*Your objective*. Reproduce every one of the entries below word for word, and leave the pictures out.

---+---

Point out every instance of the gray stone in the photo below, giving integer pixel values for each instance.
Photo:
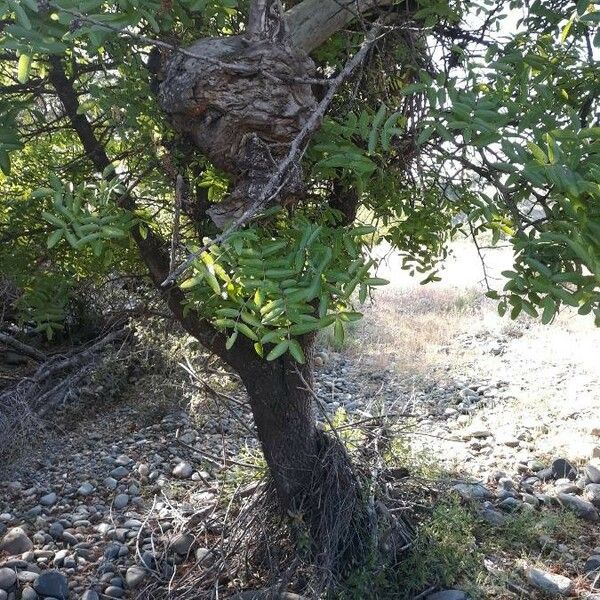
(49, 499)
(119, 472)
(183, 470)
(545, 474)
(473, 491)
(56, 530)
(563, 468)
(8, 578)
(15, 542)
(448, 595)
(85, 489)
(510, 504)
(593, 473)
(550, 583)
(205, 556)
(27, 576)
(135, 576)
(592, 494)
(182, 543)
(110, 483)
(582, 508)
(493, 517)
(123, 460)
(29, 593)
(52, 583)
(121, 501)
(112, 591)
(592, 567)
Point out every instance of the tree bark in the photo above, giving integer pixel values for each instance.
(284, 416)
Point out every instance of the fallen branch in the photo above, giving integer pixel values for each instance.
(22, 348)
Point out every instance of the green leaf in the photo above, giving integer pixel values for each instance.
(231, 340)
(54, 238)
(4, 162)
(23, 68)
(297, 352)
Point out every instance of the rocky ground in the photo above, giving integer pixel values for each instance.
(506, 415)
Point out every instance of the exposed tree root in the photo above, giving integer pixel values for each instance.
(346, 525)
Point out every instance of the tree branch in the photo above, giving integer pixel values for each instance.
(151, 247)
(277, 180)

---+---

*Response to the task*.
Point out every instance of the gray stone in the photo below, giving integer pixel values for each instance.
Photo:
(49, 499)
(119, 472)
(183, 470)
(545, 474)
(473, 491)
(56, 530)
(563, 468)
(8, 578)
(15, 542)
(448, 595)
(85, 489)
(510, 504)
(593, 473)
(550, 583)
(205, 556)
(27, 576)
(135, 576)
(592, 494)
(182, 543)
(110, 483)
(582, 508)
(493, 517)
(123, 460)
(29, 593)
(52, 583)
(121, 501)
(112, 591)
(592, 567)
Point out every instance of the tree bark in the photo above, giving integer pixel values for each instance.
(284, 416)
Point out every instance of the fallen branch in the photo above, giving integer pixel values for each instance.
(22, 348)
Point out every instance of the green leaf in the photo above, giving integer pixel values for each instance.
(231, 340)
(54, 238)
(4, 162)
(23, 68)
(297, 352)
Point out every instance of the rocky ground in the photo above, giving integer pixel values for each instance.
(506, 415)
Point out every instance of the exposed tree root in the photo above, giving integer pixel values for each instance.
(346, 525)
Point out every instance of the tree branch in the photo above, giving integer pixel values for each instance.
(151, 247)
(277, 180)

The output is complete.